◆ **Exercise details**
Reproduce every line of the data below without altering a single character.
-*-
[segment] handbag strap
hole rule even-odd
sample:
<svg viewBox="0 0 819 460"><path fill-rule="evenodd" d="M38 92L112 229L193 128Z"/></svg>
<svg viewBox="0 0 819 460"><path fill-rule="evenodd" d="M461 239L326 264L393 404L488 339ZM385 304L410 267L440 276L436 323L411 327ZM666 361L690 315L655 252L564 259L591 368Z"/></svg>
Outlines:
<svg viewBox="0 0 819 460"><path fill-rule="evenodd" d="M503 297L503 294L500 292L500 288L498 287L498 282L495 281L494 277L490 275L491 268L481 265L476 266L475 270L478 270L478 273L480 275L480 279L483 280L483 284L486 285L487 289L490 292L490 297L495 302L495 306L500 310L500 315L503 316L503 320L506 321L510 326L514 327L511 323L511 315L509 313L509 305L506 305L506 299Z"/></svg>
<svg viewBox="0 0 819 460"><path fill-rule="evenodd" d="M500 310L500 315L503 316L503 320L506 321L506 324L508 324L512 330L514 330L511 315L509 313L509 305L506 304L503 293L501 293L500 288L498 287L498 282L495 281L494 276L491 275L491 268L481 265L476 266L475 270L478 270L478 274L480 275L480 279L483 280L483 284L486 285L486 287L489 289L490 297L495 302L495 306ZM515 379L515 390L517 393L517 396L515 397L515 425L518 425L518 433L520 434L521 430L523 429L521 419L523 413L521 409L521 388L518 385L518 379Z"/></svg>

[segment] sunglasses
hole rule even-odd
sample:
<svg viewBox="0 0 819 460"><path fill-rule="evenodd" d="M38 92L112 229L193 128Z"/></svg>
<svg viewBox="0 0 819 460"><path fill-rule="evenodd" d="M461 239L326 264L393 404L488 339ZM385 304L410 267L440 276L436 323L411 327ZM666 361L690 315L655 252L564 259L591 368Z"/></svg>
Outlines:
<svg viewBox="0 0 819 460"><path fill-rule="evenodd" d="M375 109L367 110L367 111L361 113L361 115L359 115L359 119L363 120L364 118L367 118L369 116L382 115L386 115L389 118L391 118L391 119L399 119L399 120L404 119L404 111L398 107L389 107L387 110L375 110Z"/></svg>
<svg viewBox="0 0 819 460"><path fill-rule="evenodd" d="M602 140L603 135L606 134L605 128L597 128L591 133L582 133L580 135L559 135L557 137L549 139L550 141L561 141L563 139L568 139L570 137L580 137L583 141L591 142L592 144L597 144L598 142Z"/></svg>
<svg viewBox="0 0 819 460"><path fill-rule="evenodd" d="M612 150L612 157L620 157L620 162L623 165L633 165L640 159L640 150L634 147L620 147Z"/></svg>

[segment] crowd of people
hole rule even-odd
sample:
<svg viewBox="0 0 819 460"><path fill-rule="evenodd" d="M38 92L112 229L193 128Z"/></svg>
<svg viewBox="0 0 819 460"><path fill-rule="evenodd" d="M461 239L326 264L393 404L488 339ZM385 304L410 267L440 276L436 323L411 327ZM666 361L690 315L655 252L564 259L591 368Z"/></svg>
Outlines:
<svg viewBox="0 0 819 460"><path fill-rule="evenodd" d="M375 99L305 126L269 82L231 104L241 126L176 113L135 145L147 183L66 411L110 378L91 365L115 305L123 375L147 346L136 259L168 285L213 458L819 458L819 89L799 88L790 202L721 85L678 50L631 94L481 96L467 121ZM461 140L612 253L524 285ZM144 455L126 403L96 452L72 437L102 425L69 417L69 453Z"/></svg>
-*-
◆ **Solved exercise**
[segment] handbag strap
hole rule even-odd
sample:
<svg viewBox="0 0 819 460"><path fill-rule="evenodd" d="M38 92L112 229L193 128Z"/></svg>
<svg viewBox="0 0 819 460"><path fill-rule="evenodd" d="M461 239L326 264L393 404L488 339ZM385 304L410 267L440 276L436 323L411 327ZM666 361L690 315L655 252L564 259L591 368Z"/></svg>
Outlines:
<svg viewBox="0 0 819 460"><path fill-rule="evenodd" d="M503 297L503 294L500 292L500 288L498 287L498 282L495 281L494 277L490 275L491 268L481 265L476 266L475 270L478 270L478 273L480 275L480 279L483 280L483 284L486 285L487 289L490 292L490 297L495 302L495 306L500 310L500 315L503 316L503 320L506 321L510 326L514 327L511 323L511 315L509 313L509 305L506 305L506 299Z"/></svg>
<svg viewBox="0 0 819 460"><path fill-rule="evenodd" d="M500 310L500 315L503 316L503 320L506 321L506 324L508 324L512 330L514 330L511 315L509 313L509 305L506 304L503 293L501 293L500 288L498 287L498 282L495 281L494 276L491 275L491 268L481 265L476 266L475 270L478 270L478 274L480 275L480 279L483 280L483 284L486 285L486 287L489 289L490 297L495 302L495 306ZM515 379L515 390L517 393L517 396L515 397L515 425L518 425L518 433L520 434L521 430L523 429L521 419L523 413L521 409L521 388L518 385L518 379Z"/></svg>

[segment] sunglasses
hole rule even-odd
sample:
<svg viewBox="0 0 819 460"><path fill-rule="evenodd" d="M38 92L112 229L193 128Z"/></svg>
<svg viewBox="0 0 819 460"><path fill-rule="evenodd" d="M461 239L326 264L393 404L488 339ZM385 304L410 267L440 276L436 323L411 327ZM666 361L690 315L655 252L564 259L591 368Z"/></svg>
Outlines:
<svg viewBox="0 0 819 460"><path fill-rule="evenodd" d="M375 109L367 110L367 111L361 113L361 115L359 115L359 119L363 120L364 118L367 118L369 116L382 115L386 115L389 118L391 118L391 119L399 119L399 120L404 119L404 111L398 107L389 107L387 110L375 110Z"/></svg>
<svg viewBox="0 0 819 460"><path fill-rule="evenodd" d="M602 140L603 135L606 134L605 128L597 128L591 133L582 133L580 135L559 135L557 137L549 139L550 141L561 141L563 139L568 139L570 137L580 137L583 141L591 142L592 144L597 144L598 142Z"/></svg>
<svg viewBox="0 0 819 460"><path fill-rule="evenodd" d="M612 150L612 157L620 157L620 162L623 165L633 165L640 159L640 150L634 147L620 147Z"/></svg>

[segment] crowd of people
hole rule even-odd
sample:
<svg viewBox="0 0 819 460"><path fill-rule="evenodd" d="M38 92L112 229L193 128Z"/></svg>
<svg viewBox="0 0 819 460"><path fill-rule="evenodd" d="M461 239L326 264L393 404L488 339ZM385 304L410 267L440 276L436 323L411 327ZM666 361L690 315L655 252L564 259L591 368Z"/></svg>
Outlines:
<svg viewBox="0 0 819 460"><path fill-rule="evenodd" d="M375 99L305 126L269 82L231 104L241 126L176 113L135 145L147 183L66 411L110 378L91 365L115 305L123 375L147 346L136 259L168 285L213 458L819 458L819 89L799 88L790 202L721 85L678 50L631 94L481 96L467 121ZM461 140L612 253L524 285ZM144 455L126 403L96 452L72 437L102 425L69 417L69 453Z"/></svg>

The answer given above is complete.